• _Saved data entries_
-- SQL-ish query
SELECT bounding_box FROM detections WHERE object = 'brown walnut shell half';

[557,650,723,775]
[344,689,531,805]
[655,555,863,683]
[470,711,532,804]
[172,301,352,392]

• _Task details_
Each record is to be restated word for word.

• _Solution_
-- SQL-ish query
SELECT bounding_box FROM detections WHERE object = 'brown walnut shell half';

[557,650,723,775]
[344,689,531,805]
[655,555,863,683]
[470,711,532,804]
[172,301,352,392]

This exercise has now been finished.